Task material:
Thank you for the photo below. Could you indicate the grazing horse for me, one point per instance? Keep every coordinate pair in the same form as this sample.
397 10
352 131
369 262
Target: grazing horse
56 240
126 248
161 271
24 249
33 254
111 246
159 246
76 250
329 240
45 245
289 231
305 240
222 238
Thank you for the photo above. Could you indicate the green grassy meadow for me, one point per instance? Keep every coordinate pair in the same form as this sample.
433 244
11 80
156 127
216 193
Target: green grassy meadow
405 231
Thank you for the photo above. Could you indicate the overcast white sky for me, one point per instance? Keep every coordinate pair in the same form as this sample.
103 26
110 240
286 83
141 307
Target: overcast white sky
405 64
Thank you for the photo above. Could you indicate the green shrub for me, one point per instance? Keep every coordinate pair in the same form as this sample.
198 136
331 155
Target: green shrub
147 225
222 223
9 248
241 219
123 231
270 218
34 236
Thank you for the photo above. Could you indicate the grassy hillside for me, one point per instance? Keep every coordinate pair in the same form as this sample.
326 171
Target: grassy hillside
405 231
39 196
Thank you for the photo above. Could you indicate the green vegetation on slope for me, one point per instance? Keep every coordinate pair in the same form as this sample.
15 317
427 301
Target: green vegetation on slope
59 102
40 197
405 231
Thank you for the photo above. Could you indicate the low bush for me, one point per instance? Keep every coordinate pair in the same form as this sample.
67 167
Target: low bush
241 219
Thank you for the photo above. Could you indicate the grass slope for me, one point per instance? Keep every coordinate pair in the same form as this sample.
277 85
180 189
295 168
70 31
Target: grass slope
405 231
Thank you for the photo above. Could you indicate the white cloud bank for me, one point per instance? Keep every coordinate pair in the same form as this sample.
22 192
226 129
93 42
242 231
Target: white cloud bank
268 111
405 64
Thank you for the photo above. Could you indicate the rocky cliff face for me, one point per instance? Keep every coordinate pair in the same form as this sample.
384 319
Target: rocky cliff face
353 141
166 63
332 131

What to produce: Each line from the one with "the green shrub" through the last line of the records must be written out word for word. Include nothing else.

Final answer:
Thank you for the photo above. Could you indicate the green shrub for me, one point per instance? Keep every coordinate pair in the same form as this sample.
198 136
331 155
Target: green shrub
147 225
222 223
9 248
241 219
123 231
270 218
34 236
Thank you for the photo above. Could you indicate the grassy hillside for me, one point per instance? Keep every coordinate pair in the same form as this sample.
326 171
Target: grassy hillside
405 231
39 196
Thank you for the photo above. Could you indicate the green vegetation on slope for me, one point per instance? Keep every coordinate pair in the same form as this sample.
15 317
427 301
Target: green vegetation on slope
59 102
40 197
405 231
Thank you for the photo above. Could you indicate the low bush for me, one point per instance? Keep every coordinate pair in the same form as this sample.
67 167
Target: low bush
241 219
Thank you for the photo above. Could you indicate the grass slope for me, one point per instance? Keep every coordinate pair in the same form as this sample.
277 85
180 189
295 168
70 31
Target: grass slope
405 231
Thank you for the photo above. Could you indicate the white cloud bank for me, one point per instance? Keep every coordinate pair in the same form as this sample.
22 192
226 129
93 42
242 231
Target: white cloud bank
268 111
405 64
Thank you for the photo above. Could you indicate the rocky cliff face for me, one point per instance? Keep every coordinate pair in the same form as this sample.
384 319
Target: rocky cliff face
353 141
166 63
332 131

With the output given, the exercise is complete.